In 1900, he objected, along with his counterpart Hans von Koester, commander of the Second Division (Baltic Sea Naval Station) in Kiel, to the poor preparation and staffing of the German Imperial Admiralty Staff under Otto von Diederichs. Again like Koester, he opposed the use of resources as Diederichs proposed for a major increase in the size of the Admiralty Staff, the creation of a separate intelligence section, and, especially, the removal of the Naval War College (Marineacademie) to Berlin.

He supported the activities of the German Navy League (Flottenverein) to build public support for building and paying for a large navy, and was its second-vice president in 1906.

During World War I he came to oppose the "soft" policy of Chancellor Theobald von Bethmann Hollweg toward Britain and came to support a resumption of unrestricted submarine warfare against Britain. On 30 July 1916 he spoke along these lines at a meeting in Munich.

---+---

**Exercise task 1**
Quote the entries word for word, starting with the line with "of the pagoda" and going on through the last line of the entries. Leave the pictures out.

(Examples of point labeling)
---+---

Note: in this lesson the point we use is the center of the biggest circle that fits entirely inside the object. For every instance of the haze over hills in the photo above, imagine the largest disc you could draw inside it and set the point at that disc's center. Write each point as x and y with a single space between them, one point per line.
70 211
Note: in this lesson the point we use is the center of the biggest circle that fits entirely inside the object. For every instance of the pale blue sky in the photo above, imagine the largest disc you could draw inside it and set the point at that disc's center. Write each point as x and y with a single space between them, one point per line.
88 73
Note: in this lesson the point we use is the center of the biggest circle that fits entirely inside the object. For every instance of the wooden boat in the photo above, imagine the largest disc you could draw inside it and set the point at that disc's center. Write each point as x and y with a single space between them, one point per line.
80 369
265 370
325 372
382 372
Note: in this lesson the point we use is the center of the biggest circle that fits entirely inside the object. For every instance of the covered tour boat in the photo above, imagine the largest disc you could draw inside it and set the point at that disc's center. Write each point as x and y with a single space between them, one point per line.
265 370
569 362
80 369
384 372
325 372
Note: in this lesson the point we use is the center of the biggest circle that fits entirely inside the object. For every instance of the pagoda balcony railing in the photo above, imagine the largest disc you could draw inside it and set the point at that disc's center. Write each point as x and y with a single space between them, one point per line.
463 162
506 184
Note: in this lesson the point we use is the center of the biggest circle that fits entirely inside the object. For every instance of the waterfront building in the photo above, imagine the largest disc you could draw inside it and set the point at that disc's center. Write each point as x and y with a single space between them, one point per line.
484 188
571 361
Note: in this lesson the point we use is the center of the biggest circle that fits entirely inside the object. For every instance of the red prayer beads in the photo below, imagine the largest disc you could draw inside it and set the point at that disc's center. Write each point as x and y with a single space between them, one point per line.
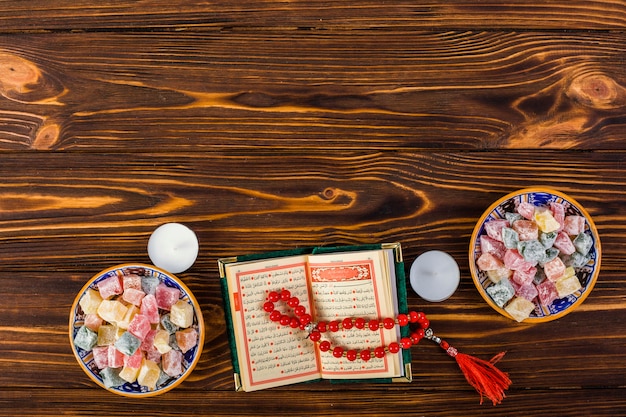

---+---

**Exercise task 2**
Print the part of the naval history excerpt starting with "In 1900, he" and going on through "(Marineacademie) to Berlin.", word for word.

**Output 1**
Note: in this lesson the point we use is the center of the biggest circle that fits entirely inside the object. For every instance of the pagoda balcony railing in the photo above, imagine the largest disc you could draw inside it and set the point at that disc's center. Write each point as x and y with a single space between them, one point per line.
463 162
506 184
Note: in this lesson the point we use is the center of the biggest circle that fits entirely inside the object. For every instance of the waterfront building in the photo above, imagine the largest disc you could draw inside it and set the point at that disc's center. Write each point as x and y with a single space between them, one point per line.
484 188
571 361
Note: in this lesson the point we use is the center of the biggest circle that fits entirely inside the object. For every instance of the red prayer beads in the photo below, imagine the largest disc you could draw inside it and set the point at that disc's center. Write each point as x and y with a single space between them, one point per line.

**Output 2**
In 1900, he objected, along with his counterpart Hans von Koester, commander of the Second Division (Baltic Sea Naval Station) in Kiel, to the poor preparation and staffing of the German Imperial Admiralty Staff under Otto von Diederichs. Again like Koester, he opposed the use of resources as Diederichs proposed for a major increase in the size of the Admiralty Staff, the creation of a separate intelligence section, and, especially, the removal of the Naval War College (Marineacademie) to Berlin.